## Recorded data
--- START ---
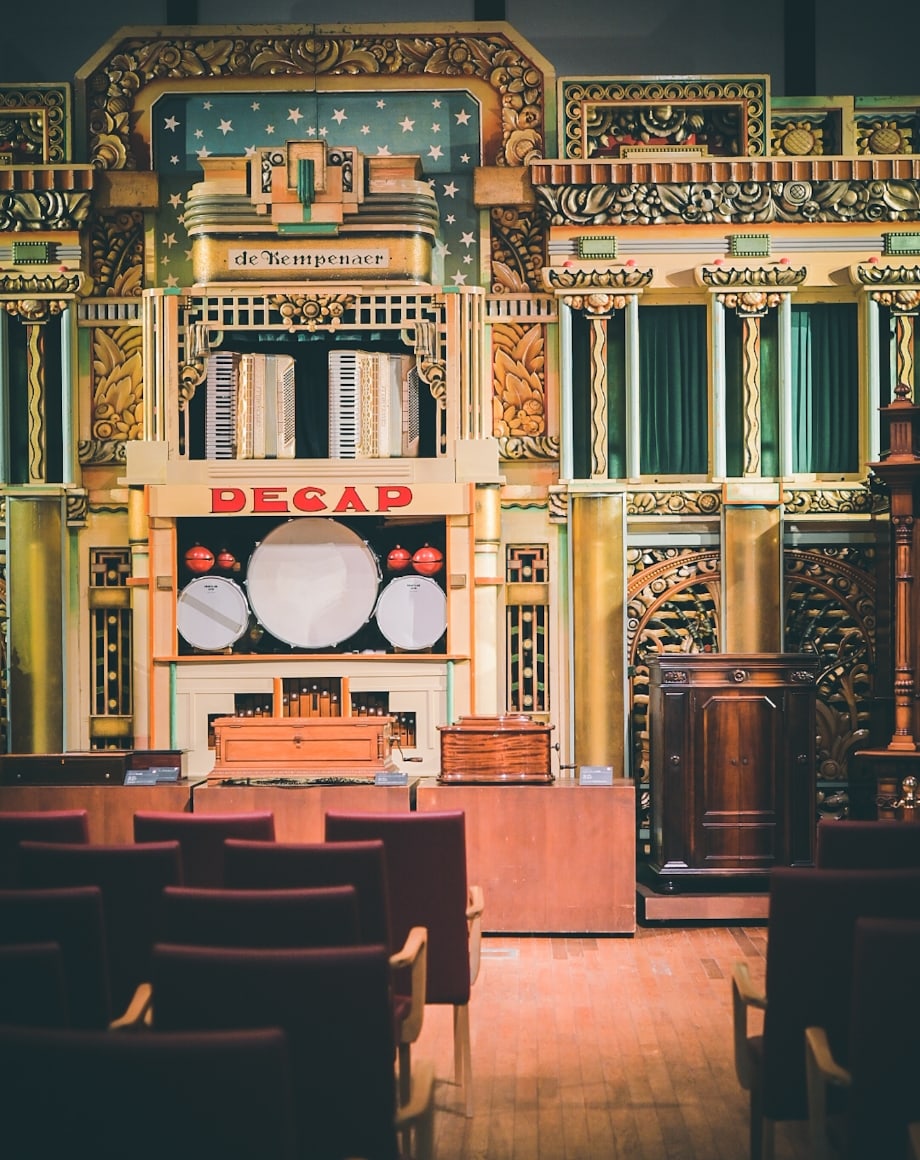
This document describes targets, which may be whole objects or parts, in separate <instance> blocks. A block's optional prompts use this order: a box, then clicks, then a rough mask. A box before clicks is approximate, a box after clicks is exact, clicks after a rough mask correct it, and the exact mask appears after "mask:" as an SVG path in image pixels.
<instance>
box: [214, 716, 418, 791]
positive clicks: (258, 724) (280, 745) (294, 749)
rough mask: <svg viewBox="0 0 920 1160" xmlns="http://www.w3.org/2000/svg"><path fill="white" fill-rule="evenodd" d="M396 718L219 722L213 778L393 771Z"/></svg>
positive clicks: (385, 717)
mask: <svg viewBox="0 0 920 1160" xmlns="http://www.w3.org/2000/svg"><path fill="white" fill-rule="evenodd" d="M392 723H393V722H392V718H391V717H218V718H217V720H216V722H215V723H213V728H215V741H216V751H217V752H216V760H215V767H213V769H212V770H211V775H210V776H211V777H227V776H234V775H240V774H249V773H254V774H267V773H268V774H271V775H273V776H278V777H284V776H285V775H290V776H297V775H303V774H304V773H305V771H312V773H324V774H339V775H343V776H348V775H355V776H368V775H370V774H377V773H382V771H384V770H392V769H394V768H396V766H394V762H393V760H392V742H391V740H390V738H391V734H392Z"/></svg>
--- END ---
## Problem statement
Could you restate word for word the lines above from the one containing "box: [214, 716, 418, 791]" through the one containing "rough mask: <svg", both included, and nothing else?

## Solution to this exercise
box: [214, 716, 418, 791]
positive clicks: (258, 724) (280, 745) (294, 749)
rough mask: <svg viewBox="0 0 920 1160" xmlns="http://www.w3.org/2000/svg"><path fill="white" fill-rule="evenodd" d="M396 718L219 722L213 778L393 771Z"/></svg>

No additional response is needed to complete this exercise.